#### TASK ITEM:
For each line in the data below that has the word "tree", copy that line.

.....

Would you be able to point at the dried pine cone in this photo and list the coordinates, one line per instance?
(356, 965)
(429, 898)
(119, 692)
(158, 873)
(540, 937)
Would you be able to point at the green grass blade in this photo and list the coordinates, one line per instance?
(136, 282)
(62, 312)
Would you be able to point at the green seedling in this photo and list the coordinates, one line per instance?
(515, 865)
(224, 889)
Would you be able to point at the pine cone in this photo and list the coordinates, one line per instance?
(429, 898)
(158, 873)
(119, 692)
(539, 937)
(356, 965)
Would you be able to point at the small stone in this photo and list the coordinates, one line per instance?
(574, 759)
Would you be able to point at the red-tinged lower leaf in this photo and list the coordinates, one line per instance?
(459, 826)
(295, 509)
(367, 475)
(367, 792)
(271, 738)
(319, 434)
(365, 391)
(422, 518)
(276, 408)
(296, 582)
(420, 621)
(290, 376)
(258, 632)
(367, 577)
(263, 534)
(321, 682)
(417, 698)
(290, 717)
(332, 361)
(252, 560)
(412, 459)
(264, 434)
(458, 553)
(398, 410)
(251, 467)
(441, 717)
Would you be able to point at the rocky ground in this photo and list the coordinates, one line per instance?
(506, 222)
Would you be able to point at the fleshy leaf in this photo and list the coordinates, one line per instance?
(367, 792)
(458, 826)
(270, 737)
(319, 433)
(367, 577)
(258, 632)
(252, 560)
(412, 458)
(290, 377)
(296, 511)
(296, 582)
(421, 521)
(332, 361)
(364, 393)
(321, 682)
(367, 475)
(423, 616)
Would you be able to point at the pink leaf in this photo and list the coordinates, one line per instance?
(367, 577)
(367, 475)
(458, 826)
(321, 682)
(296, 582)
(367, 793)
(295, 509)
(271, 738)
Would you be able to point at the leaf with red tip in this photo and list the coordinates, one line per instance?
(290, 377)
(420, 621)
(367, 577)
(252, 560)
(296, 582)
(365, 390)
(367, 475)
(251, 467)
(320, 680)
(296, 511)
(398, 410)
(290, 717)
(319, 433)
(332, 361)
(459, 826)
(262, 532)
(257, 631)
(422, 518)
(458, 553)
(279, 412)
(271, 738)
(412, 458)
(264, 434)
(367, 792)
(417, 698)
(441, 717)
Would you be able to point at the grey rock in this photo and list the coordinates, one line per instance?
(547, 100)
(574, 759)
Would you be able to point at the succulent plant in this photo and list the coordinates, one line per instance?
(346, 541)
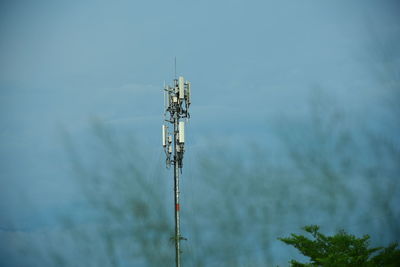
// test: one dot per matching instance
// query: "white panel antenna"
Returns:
(181, 85)
(181, 132)
(177, 102)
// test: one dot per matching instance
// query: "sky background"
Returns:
(63, 63)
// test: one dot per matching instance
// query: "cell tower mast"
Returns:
(176, 109)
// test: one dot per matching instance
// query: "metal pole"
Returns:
(176, 190)
(177, 105)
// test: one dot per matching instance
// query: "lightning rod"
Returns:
(176, 110)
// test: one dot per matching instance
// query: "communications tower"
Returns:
(176, 112)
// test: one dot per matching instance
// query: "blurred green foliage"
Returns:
(341, 249)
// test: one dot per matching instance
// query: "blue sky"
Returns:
(250, 62)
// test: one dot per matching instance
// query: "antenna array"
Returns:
(176, 109)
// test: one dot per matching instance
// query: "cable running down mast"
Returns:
(176, 104)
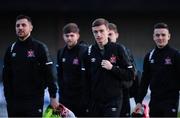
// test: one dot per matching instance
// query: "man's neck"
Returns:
(24, 38)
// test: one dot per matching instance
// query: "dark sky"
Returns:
(91, 5)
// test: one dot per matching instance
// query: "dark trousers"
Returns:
(125, 111)
(24, 109)
(111, 108)
(167, 108)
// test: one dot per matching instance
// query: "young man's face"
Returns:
(23, 28)
(113, 36)
(161, 37)
(71, 39)
(100, 34)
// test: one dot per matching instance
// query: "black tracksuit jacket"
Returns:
(27, 72)
(106, 85)
(161, 71)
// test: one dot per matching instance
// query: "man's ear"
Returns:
(117, 35)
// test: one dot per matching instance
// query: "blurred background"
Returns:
(134, 18)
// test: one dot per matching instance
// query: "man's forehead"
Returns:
(99, 27)
(161, 30)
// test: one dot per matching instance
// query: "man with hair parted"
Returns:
(161, 73)
(70, 70)
(131, 89)
(107, 66)
(27, 72)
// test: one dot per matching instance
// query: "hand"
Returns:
(138, 108)
(106, 64)
(54, 103)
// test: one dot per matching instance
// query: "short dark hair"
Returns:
(113, 27)
(71, 27)
(24, 17)
(161, 25)
(100, 21)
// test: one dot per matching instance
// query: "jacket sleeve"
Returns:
(124, 70)
(59, 71)
(145, 80)
(49, 70)
(7, 76)
(86, 77)
(177, 67)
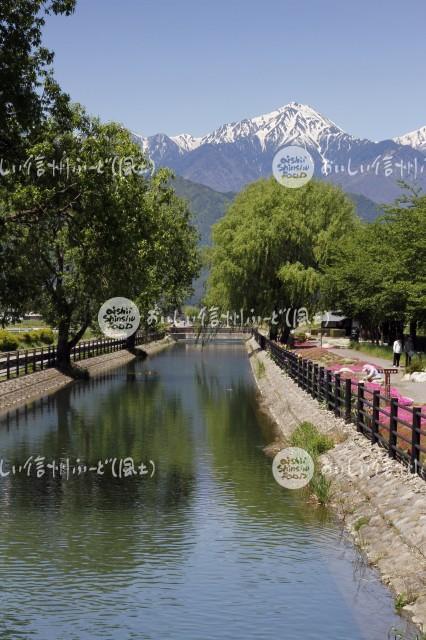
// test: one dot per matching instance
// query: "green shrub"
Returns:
(46, 336)
(337, 333)
(320, 487)
(306, 436)
(416, 365)
(8, 341)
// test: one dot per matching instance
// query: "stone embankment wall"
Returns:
(18, 391)
(379, 502)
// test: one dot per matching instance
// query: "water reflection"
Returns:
(210, 547)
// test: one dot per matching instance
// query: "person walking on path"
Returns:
(397, 348)
(408, 350)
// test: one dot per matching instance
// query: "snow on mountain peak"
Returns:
(186, 142)
(415, 139)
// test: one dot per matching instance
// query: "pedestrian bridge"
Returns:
(203, 335)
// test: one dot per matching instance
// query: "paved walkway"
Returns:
(415, 390)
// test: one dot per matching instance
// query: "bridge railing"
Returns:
(14, 364)
(398, 428)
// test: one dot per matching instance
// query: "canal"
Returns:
(208, 547)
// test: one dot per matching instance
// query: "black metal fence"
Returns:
(14, 364)
(400, 429)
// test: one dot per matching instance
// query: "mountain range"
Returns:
(208, 206)
(237, 153)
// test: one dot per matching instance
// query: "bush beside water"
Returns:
(37, 338)
(306, 436)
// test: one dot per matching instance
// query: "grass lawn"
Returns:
(380, 351)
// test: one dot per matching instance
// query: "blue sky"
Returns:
(187, 66)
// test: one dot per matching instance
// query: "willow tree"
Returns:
(270, 249)
(93, 227)
(378, 274)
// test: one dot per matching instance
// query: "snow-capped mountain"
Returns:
(240, 152)
(415, 139)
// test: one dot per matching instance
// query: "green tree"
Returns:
(378, 274)
(272, 246)
(29, 92)
(91, 231)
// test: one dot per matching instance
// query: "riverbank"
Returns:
(379, 502)
(19, 391)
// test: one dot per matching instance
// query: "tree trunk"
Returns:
(63, 350)
(413, 332)
(66, 344)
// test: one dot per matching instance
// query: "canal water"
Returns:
(200, 544)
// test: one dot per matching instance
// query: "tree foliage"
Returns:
(29, 93)
(87, 232)
(378, 274)
(272, 246)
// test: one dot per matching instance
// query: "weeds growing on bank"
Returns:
(260, 369)
(361, 522)
(307, 437)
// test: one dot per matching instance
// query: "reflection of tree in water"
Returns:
(237, 431)
(102, 523)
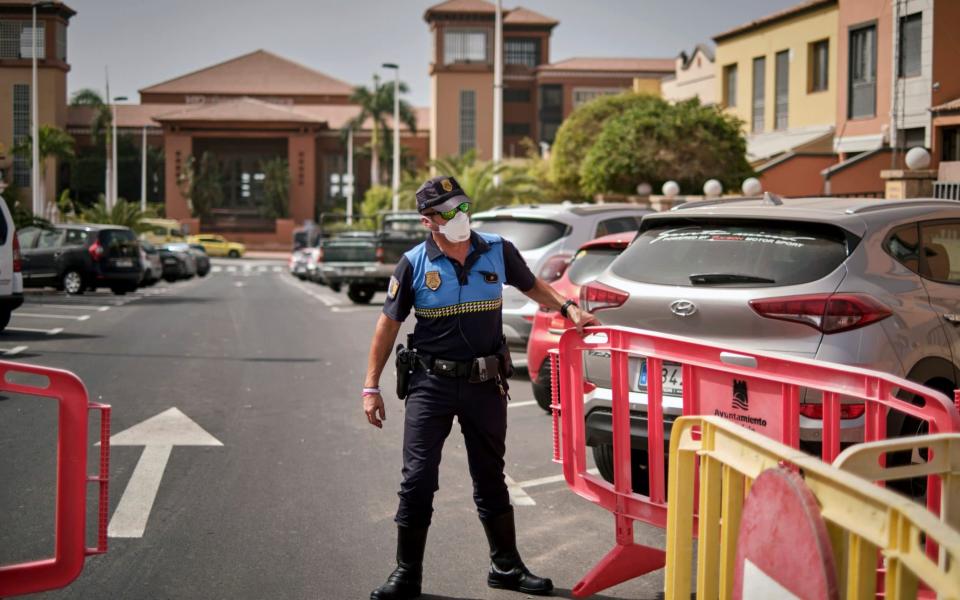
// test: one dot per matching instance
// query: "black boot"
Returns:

.....

#### WRITTEN SOLUTION:
// query: "willow tree"
// query: "green tree"
// query: "tree trunk"
// query: "tree foliage"
// query: "reflection of tree in water"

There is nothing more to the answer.